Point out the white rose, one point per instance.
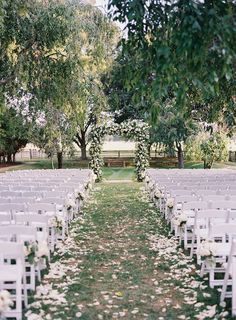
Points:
(170, 202)
(42, 249)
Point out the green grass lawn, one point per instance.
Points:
(110, 268)
(110, 173)
(118, 173)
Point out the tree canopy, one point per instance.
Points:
(186, 48)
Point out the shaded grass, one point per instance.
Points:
(114, 232)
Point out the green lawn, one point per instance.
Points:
(118, 173)
(110, 268)
(108, 173)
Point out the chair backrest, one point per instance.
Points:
(11, 251)
(12, 207)
(5, 218)
(222, 230)
(203, 218)
(38, 221)
(22, 200)
(10, 194)
(214, 198)
(5, 200)
(222, 204)
(20, 188)
(32, 194)
(195, 205)
(56, 194)
(42, 208)
(185, 198)
(18, 233)
(57, 201)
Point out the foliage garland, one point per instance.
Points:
(136, 130)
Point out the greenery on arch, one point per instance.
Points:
(135, 130)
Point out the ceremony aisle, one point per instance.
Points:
(120, 261)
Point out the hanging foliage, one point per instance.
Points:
(135, 130)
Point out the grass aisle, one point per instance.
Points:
(120, 262)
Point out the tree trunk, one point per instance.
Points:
(59, 160)
(207, 165)
(180, 157)
(83, 146)
(9, 158)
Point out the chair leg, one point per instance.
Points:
(224, 288)
(202, 269)
(19, 296)
(234, 287)
(192, 245)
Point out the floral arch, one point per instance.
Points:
(135, 130)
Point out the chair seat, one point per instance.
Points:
(222, 249)
(10, 273)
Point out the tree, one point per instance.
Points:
(172, 129)
(214, 148)
(95, 41)
(14, 134)
(187, 48)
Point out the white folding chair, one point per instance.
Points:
(12, 275)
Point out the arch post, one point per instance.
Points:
(133, 130)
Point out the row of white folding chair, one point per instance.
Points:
(230, 271)
(12, 276)
(190, 209)
(201, 225)
(223, 233)
(40, 221)
(24, 234)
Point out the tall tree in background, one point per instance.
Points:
(95, 40)
(185, 47)
(57, 52)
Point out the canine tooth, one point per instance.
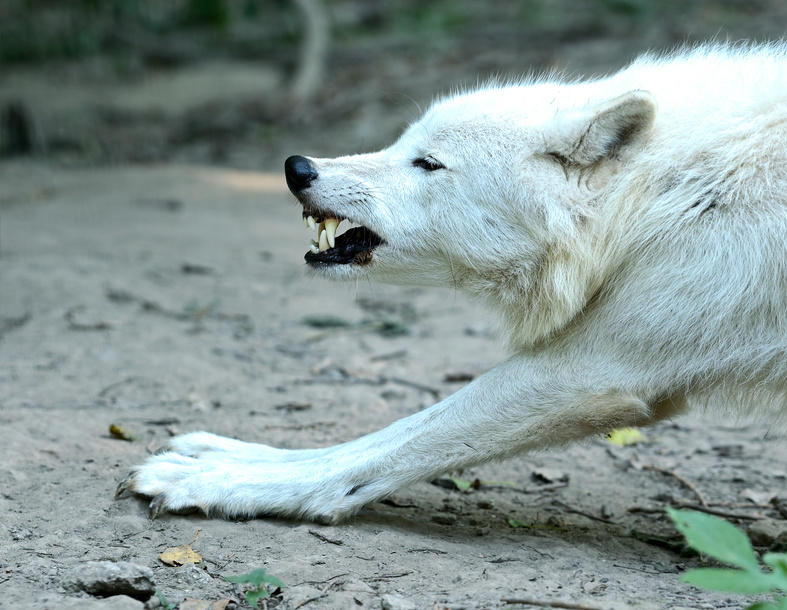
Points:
(330, 229)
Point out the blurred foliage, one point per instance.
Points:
(180, 30)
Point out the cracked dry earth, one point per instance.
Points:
(171, 299)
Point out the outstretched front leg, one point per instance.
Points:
(523, 404)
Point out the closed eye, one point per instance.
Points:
(427, 164)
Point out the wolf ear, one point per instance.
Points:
(589, 135)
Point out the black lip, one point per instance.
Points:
(353, 246)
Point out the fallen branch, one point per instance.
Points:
(547, 603)
(677, 477)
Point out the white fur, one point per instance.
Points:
(630, 231)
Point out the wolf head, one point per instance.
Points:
(492, 192)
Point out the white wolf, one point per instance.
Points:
(630, 231)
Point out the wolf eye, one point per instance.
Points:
(429, 165)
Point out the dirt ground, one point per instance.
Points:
(171, 299)
(172, 296)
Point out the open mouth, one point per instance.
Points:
(355, 245)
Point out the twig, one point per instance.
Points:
(616, 565)
(388, 576)
(320, 582)
(325, 538)
(323, 592)
(547, 603)
(317, 424)
(314, 49)
(719, 513)
(698, 507)
(526, 490)
(583, 513)
(679, 478)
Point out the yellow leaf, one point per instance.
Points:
(181, 555)
(122, 433)
(626, 436)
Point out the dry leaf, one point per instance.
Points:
(181, 555)
(122, 433)
(626, 436)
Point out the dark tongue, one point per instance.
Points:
(348, 245)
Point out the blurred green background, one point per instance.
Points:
(244, 83)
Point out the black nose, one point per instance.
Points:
(299, 172)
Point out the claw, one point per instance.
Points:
(156, 506)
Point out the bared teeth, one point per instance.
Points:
(330, 230)
(326, 233)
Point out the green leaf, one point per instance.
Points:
(716, 538)
(164, 601)
(731, 581)
(257, 578)
(255, 594)
(778, 561)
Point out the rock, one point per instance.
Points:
(396, 602)
(444, 519)
(766, 532)
(107, 578)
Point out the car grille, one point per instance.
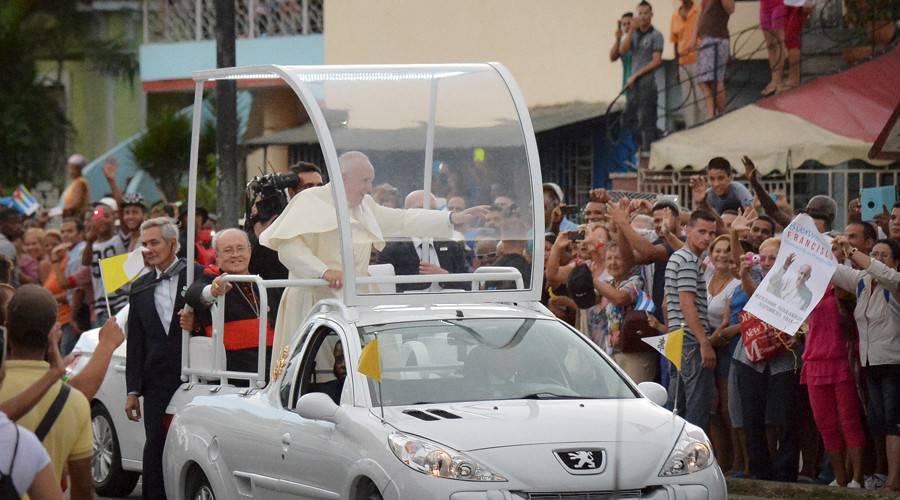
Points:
(585, 495)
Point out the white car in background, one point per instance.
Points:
(118, 442)
(490, 401)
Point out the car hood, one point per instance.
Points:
(481, 425)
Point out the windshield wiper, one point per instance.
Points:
(551, 395)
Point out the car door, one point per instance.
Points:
(313, 449)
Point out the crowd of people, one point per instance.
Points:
(699, 33)
(631, 269)
(834, 383)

+ + + +

Please return a copy of each line in the entries that has the string "foliage".

■ FINISHED TASK ■
Point out the foliage garland, one point per instance.
Point out the hanging foliage, one point per instance.
Point out the blurred foliage, one point per instance.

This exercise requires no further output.